MATERIAL TO PROCESS:
··········
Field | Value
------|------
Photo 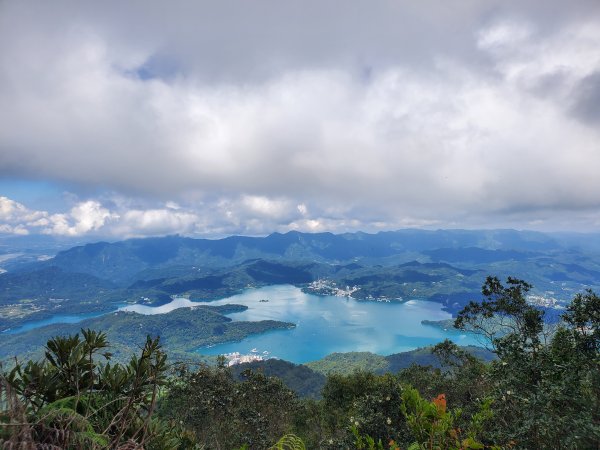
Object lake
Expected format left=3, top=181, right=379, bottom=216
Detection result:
left=0, top=285, right=481, bottom=363
left=198, top=285, right=481, bottom=363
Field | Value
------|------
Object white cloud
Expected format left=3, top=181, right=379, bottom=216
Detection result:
left=0, top=0, right=600, bottom=236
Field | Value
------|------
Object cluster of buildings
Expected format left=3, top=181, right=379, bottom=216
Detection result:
left=306, top=279, right=360, bottom=297
left=223, top=348, right=269, bottom=367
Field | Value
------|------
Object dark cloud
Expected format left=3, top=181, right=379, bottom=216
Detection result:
left=0, top=0, right=600, bottom=235
left=572, top=72, right=600, bottom=126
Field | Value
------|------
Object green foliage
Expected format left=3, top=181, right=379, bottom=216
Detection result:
left=0, top=277, right=600, bottom=450
left=159, top=366, right=298, bottom=448
left=269, top=434, right=306, bottom=450
left=401, top=388, right=496, bottom=450
left=457, top=278, right=600, bottom=449
left=0, top=330, right=189, bottom=449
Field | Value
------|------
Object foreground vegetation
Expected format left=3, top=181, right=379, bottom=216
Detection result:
left=0, top=278, right=600, bottom=450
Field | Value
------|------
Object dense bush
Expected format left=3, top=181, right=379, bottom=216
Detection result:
left=0, top=277, right=600, bottom=450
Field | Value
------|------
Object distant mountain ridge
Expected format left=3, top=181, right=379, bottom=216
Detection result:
left=39, top=230, right=576, bottom=282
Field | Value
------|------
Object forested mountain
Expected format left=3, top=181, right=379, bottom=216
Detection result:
left=0, top=230, right=600, bottom=329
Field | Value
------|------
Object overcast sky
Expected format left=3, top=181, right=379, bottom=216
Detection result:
left=0, top=0, right=600, bottom=238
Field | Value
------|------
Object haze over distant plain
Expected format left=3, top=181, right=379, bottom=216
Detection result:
left=0, top=0, right=600, bottom=237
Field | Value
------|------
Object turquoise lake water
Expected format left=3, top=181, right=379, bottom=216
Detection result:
left=198, top=285, right=481, bottom=363
left=0, top=285, right=481, bottom=363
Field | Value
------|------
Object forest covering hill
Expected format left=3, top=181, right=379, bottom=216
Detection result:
left=0, top=277, right=600, bottom=450
left=0, top=230, right=600, bottom=330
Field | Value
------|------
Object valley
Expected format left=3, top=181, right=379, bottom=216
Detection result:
left=0, top=230, right=600, bottom=363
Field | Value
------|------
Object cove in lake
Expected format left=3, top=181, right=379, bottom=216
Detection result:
left=0, top=285, right=481, bottom=363
left=195, top=285, right=481, bottom=363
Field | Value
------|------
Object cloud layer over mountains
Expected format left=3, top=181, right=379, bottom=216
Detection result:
left=0, top=0, right=600, bottom=236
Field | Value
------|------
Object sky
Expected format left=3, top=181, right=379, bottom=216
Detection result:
left=0, top=0, right=600, bottom=239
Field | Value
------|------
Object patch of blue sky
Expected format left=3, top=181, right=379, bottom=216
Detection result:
left=0, top=177, right=68, bottom=212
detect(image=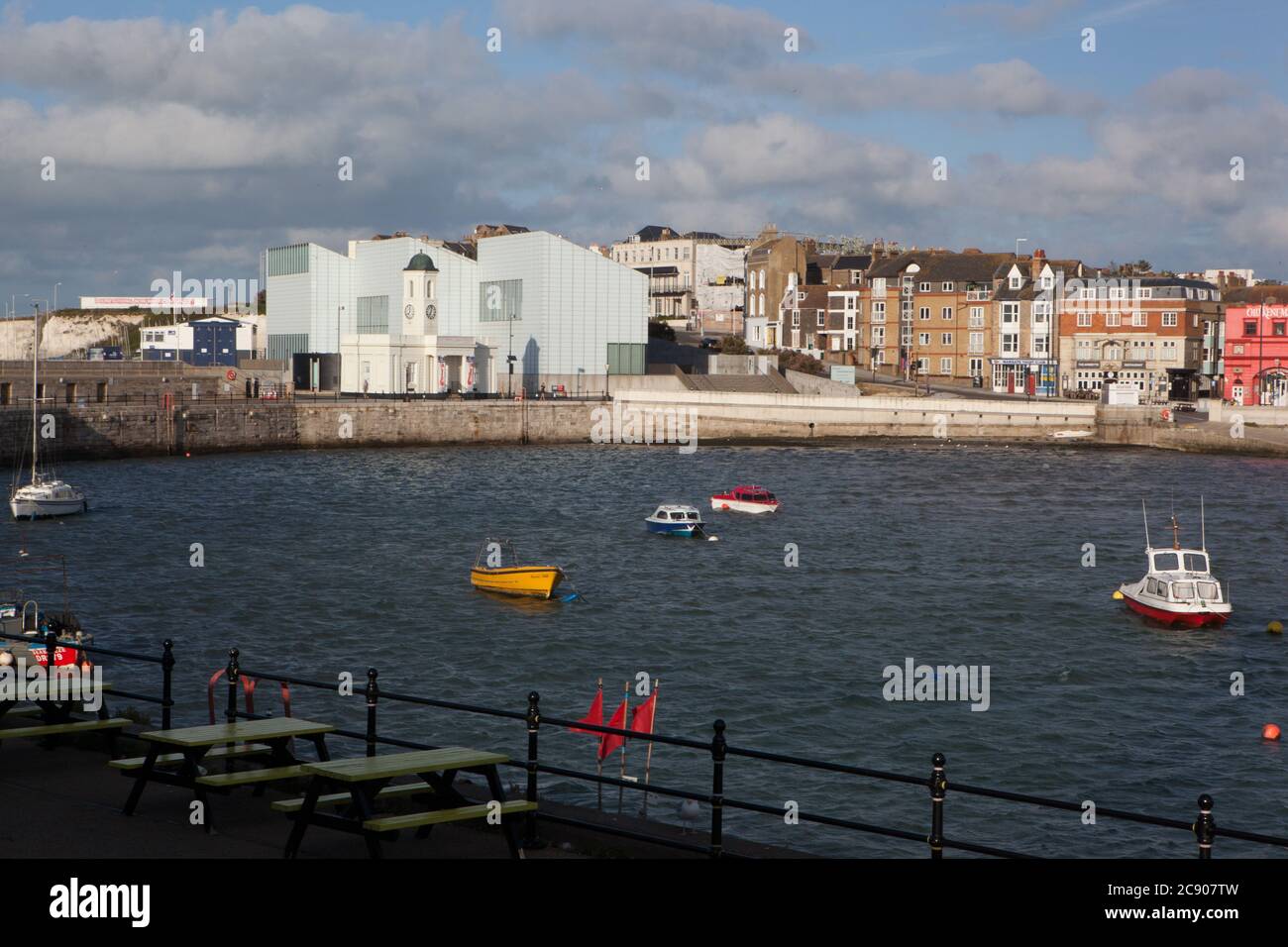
··········
TASK REQUIREMENTS: Please rename every "Detection result" in the records above to "Predicted boxes" and give all the records again with nothing else changed. Leave the pictures out of your answer.

REPLY:
Field | Value
------|------
Photo 
Object lake
Expected format left=3, top=181, right=379, bottom=216
Predicted boxes:
left=0, top=285, right=481, bottom=363
left=198, top=285, right=481, bottom=363
Field | Value
------|------
Object white cloud
Expected format left=3, top=181, right=379, bottom=216
Predicted boxes:
left=0, top=0, right=600, bottom=236
Field | Value
------|------
Object cluster of buildings
Expected format left=3, top=181, right=379, bottom=216
Predicted boxes:
left=306, top=279, right=360, bottom=297
left=223, top=348, right=269, bottom=367
Field | Value
------|------
Object dark cloud
Expected format left=3, top=181, right=379, bottom=216
Predicted boxes:
left=0, top=0, right=600, bottom=235
left=572, top=72, right=600, bottom=126
Field | Value
------|------
Object green foliage
Expected format left=3, top=181, right=379, bottom=216
Predicted boxes:
left=0, top=277, right=600, bottom=450
left=159, top=366, right=298, bottom=448
left=269, top=434, right=306, bottom=450
left=401, top=388, right=496, bottom=450
left=457, top=278, right=600, bottom=449
left=0, top=330, right=189, bottom=449
Field | Value
------|------
Object foreground vegetation
Expected format left=3, top=181, right=379, bottom=216
Predicted boxes:
left=0, top=278, right=600, bottom=450
Field | Value
------|------
Object dense bush
Expected format left=3, top=181, right=379, bottom=216
Predicted boxes:
left=0, top=277, right=600, bottom=450
Field | Value
------|------
Object distant mountain ridge
Expected format left=3, top=181, right=379, bottom=216
Predicted boxes:
left=39, top=230, right=576, bottom=282
Field | Value
------|------
Object forested mountain
Expected format left=3, top=181, right=379, bottom=216
Predicted boxes:
left=0, top=230, right=600, bottom=329
Field | Value
------|------
Object overcast sky
Expected format left=3, top=181, right=379, bottom=216
Predicted boxes:
left=0, top=0, right=600, bottom=238
Field | Value
------|------
Object haze over distant plain
Expected format left=3, top=181, right=379, bottom=216
Predicted boxes:
left=0, top=0, right=600, bottom=237
Field | Value
------|------
Object turquoise lake water
Expected format left=3, top=181, right=379, bottom=216
Predicted boxes:
left=198, top=285, right=481, bottom=363
left=0, top=285, right=481, bottom=363
Field | Value
------|------
Object forest covering hill
Expected format left=3, top=181, right=379, bottom=216
Predicted boxes:
left=0, top=277, right=600, bottom=450
left=0, top=230, right=600, bottom=330
Field | Value
------|------
Object valley
Expected format left=3, top=181, right=379, bottom=216
Predicted boxes:
left=0, top=230, right=600, bottom=363
Field | Value
------|------
Object cove in lake
Expected format left=3, top=181, right=379, bottom=216
Predicted boxes:
left=0, top=285, right=481, bottom=363
left=195, top=285, right=481, bottom=363
Field | Value
------|------
Object cloud layer over mountains
Expected format left=3, top=181, right=379, bottom=216
Predicted boxes:
left=0, top=0, right=600, bottom=236
Field | Value
------|------
Object sky
Expected format left=3, top=181, right=379, bottom=216
Predicted boxes:
left=0, top=0, right=600, bottom=239
Field | Value
------|------
Object patch of blue sky
Expected format left=3, top=181, right=379, bottom=216
Predicted boxes:
left=0, top=177, right=68, bottom=212
detect(image=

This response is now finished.